Per gli italiani la Pasqua (come ogni altra festa comandata d’altronde) significa tradizione.
Riunirsi in famiglia e condividere quei cibi simbolici che sono parte della nostra storia gastronomica. Che sono parte di noi.
Oggi abbiamo deciso di omaggiare colei che è considerata la regina dei dolci Pasquali, specialmente nella tradizione partenopea. Ed è in quella terra di sole, mare e grano buono che la Pastiera ha avuto origine, in tutto il suo splendore.
Costituita da un “guscio” solido e fragrante di pasta frolla, un cuore morbido e cremoso a base di uova, ricotta e grano , con le sue sfumature caramello e il suo profumo inconfondibile di fiori d’arancio e cannella è un esplosione di sapori ad ogni morso. E di ricordi.
Talmente buona da scatenare rivalità tra famiglie, ognuna delle quali rivendica il possesso della vera ricetta originale! ( A noi vanno bene tutte, non litigate).
Ma quanti di voi conosco le molte storie e curiosità che si narrano su questo dolce?

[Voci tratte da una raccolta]
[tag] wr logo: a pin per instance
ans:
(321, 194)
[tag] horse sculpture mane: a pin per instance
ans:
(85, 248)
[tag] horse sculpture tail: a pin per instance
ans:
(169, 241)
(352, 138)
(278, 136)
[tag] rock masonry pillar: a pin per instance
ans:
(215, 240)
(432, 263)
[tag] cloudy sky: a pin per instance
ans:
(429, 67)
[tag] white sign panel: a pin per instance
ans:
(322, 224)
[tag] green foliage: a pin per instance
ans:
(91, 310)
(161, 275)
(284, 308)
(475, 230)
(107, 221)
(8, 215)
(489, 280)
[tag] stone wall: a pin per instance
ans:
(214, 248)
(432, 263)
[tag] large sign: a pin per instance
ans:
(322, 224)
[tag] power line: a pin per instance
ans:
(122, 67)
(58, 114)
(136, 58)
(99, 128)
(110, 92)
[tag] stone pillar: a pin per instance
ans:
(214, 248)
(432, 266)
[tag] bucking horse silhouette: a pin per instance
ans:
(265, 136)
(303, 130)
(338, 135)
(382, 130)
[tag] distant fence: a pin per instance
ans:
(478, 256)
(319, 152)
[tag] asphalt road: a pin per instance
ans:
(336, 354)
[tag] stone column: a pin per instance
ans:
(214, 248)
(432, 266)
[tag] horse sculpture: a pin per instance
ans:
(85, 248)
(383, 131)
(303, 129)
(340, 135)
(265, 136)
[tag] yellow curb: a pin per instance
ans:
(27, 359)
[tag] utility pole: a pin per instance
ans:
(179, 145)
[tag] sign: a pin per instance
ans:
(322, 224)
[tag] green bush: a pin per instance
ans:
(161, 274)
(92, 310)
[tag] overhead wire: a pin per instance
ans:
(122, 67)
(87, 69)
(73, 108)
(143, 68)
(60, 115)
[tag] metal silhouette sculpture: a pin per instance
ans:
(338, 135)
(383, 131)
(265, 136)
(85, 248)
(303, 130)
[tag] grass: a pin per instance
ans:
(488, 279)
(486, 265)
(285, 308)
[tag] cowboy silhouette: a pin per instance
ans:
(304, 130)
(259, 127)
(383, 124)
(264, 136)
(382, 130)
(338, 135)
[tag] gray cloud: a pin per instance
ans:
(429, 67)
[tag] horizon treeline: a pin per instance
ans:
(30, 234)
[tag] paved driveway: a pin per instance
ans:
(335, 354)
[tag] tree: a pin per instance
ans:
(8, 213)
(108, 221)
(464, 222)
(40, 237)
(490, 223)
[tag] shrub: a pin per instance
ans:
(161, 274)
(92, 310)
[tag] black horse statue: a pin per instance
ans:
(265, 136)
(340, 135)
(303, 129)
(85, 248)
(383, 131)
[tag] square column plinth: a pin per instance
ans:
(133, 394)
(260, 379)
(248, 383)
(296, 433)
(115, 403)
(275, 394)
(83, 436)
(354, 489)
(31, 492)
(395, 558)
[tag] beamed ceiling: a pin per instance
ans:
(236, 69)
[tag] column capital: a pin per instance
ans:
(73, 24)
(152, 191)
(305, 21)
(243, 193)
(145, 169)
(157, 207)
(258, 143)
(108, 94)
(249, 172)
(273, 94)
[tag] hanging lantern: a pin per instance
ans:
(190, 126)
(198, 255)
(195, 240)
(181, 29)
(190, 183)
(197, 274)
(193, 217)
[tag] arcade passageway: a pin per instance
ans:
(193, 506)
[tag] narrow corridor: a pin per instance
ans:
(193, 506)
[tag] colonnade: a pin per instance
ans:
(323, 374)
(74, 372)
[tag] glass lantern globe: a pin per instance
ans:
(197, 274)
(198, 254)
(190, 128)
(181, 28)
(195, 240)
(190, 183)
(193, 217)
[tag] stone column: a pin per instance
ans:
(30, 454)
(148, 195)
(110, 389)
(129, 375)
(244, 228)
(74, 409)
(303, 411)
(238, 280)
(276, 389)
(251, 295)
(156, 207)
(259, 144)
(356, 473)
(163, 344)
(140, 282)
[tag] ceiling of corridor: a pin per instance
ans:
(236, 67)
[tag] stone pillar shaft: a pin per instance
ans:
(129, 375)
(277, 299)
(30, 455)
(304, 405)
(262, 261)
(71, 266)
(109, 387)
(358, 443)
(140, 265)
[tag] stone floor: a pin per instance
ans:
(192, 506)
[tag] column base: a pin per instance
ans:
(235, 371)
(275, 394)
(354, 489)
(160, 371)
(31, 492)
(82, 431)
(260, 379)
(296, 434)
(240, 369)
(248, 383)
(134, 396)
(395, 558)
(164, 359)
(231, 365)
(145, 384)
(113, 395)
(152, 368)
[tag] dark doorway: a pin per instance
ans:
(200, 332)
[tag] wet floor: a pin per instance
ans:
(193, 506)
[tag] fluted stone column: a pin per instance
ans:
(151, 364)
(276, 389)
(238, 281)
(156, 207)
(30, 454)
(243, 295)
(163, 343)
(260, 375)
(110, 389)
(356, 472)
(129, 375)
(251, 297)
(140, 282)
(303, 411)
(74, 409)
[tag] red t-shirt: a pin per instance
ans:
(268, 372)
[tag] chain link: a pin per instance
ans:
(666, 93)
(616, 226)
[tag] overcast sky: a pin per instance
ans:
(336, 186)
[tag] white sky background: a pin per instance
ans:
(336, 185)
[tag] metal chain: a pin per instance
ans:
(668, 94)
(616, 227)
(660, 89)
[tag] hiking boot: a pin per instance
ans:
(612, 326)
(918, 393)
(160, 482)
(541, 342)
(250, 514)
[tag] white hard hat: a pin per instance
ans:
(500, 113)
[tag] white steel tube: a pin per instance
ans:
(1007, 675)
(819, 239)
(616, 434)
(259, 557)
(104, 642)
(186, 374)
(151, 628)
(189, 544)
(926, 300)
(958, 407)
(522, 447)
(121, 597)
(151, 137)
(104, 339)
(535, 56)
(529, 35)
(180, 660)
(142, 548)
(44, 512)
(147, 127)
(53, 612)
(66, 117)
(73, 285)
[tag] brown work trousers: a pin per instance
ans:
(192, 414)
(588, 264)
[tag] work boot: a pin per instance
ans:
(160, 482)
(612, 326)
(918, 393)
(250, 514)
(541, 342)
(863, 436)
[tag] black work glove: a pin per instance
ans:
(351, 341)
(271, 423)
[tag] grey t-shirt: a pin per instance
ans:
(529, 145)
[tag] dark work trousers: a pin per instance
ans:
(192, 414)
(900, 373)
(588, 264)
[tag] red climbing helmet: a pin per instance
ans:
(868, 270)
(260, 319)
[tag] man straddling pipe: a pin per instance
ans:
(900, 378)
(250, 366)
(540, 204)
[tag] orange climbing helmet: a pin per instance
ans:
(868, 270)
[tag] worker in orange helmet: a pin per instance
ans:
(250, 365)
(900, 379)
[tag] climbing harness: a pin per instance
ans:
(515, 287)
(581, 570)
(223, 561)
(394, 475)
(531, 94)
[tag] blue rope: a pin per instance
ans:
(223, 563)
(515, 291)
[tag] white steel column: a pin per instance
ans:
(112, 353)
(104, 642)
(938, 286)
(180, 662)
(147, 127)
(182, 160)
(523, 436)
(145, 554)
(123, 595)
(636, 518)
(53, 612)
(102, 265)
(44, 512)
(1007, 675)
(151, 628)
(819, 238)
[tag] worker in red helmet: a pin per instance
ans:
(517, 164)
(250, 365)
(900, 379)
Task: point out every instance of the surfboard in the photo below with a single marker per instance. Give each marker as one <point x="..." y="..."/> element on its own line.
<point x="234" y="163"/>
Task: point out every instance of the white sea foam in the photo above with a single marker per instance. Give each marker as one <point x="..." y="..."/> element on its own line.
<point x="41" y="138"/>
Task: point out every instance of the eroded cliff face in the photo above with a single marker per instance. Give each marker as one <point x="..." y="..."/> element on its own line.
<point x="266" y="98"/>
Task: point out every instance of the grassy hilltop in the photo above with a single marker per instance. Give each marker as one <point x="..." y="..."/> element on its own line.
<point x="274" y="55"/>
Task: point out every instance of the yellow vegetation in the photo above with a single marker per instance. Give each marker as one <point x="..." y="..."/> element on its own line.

Cosa fare:
1. Riporta fedelmente il passo del testo sulla Pastiera da “Oggi abbiamo deciso” fino a “tutte, non litigate).” compreso.
2. Elenca gli ingredienti del cuore della Pastiera nominati nel testo sul dolce pasquale.
3. Prosegui il testo sulla Pastiera partendo dopo la sua ultima frase.
Le voci non hanno alcun ruolo in questo lavoro.

Risposte:
1.
Oggi abbiamo deciso di omaggiare colei che è considerata la regina dei dolci Pasquali, specialmente nella tradizione partenopea. Ed è in quella terra di sole, mare e grano buono che la Pastiera ha avuto origine, in tutto il suo splendore.
Costituita da un “guscio” solido e fragrante di pasta frolla, un cuore morbido e cremoso a base di uova, ricotta e grano , con le sue sfumature caramello e il suo profumo inconfondibile di fiori d’arancio e cannella è un esplosione di sapori ad ogni morso. E di ricordi.
Talmente buona da scatenare rivalità tra famiglie, ognuna delle quali rivendica il possesso della vera ricetta originale! ( A noi vanno bene tutte, non litigate).

2. uova, ricotta, grano

3.
Noi abbiamo deciso di riassumere le più significative e svelarvi “Cinque cose che non sai su…La Pastiera Napoletana!” 

  1. Le strisce
    Quante strisce deve avere la pastiera napoletana? La risposta è 7 ma non c’è una vera e propria “regola”. Sicuramente devono disporsi a formare dei rombi in superficie.
  2. Il mito pagano
    Facciamo un salto in epoca Romana, quando si venerava la dea Partenope, la sirena dalla voce melodiosa che scelse il Golfo di Napoli come dimora. Per celebrare la divinità la popolazione organizzava un vero e proprio cerimoniale, portando al suo cospetto 7 doni :
    la farina e i chicchi di grano, simbolo di ricchezza, la ricotta simbolo di abbondanza, le uova che rimandano alla fertilità, le spezie per invocare forza e vigorosità, lo zucchero dolce come il canto della dea, i fiori d’arancio e altri agrumi, ad evocare il profumo della terra campana. Partenope gradí i doni a tal punto che rese grazie mescolandoli e creando così questo dolce unico.
  3. Le origini
    Leggende a parte sappiamo con certezza che la Pastiera, per come la conosciamo oggi, nacque più tardi, nel XVI secolo circa. E furono le suore del convento di San Gregorio Armeno, abili pasticcere, a creare per la prima volta questo prodigioso dolce, il cui profumo paradisiaco, che si spandeva per i vicoli della città, testimoniava la presenza del Signore durante le celebrazioni della Santa Pasqua.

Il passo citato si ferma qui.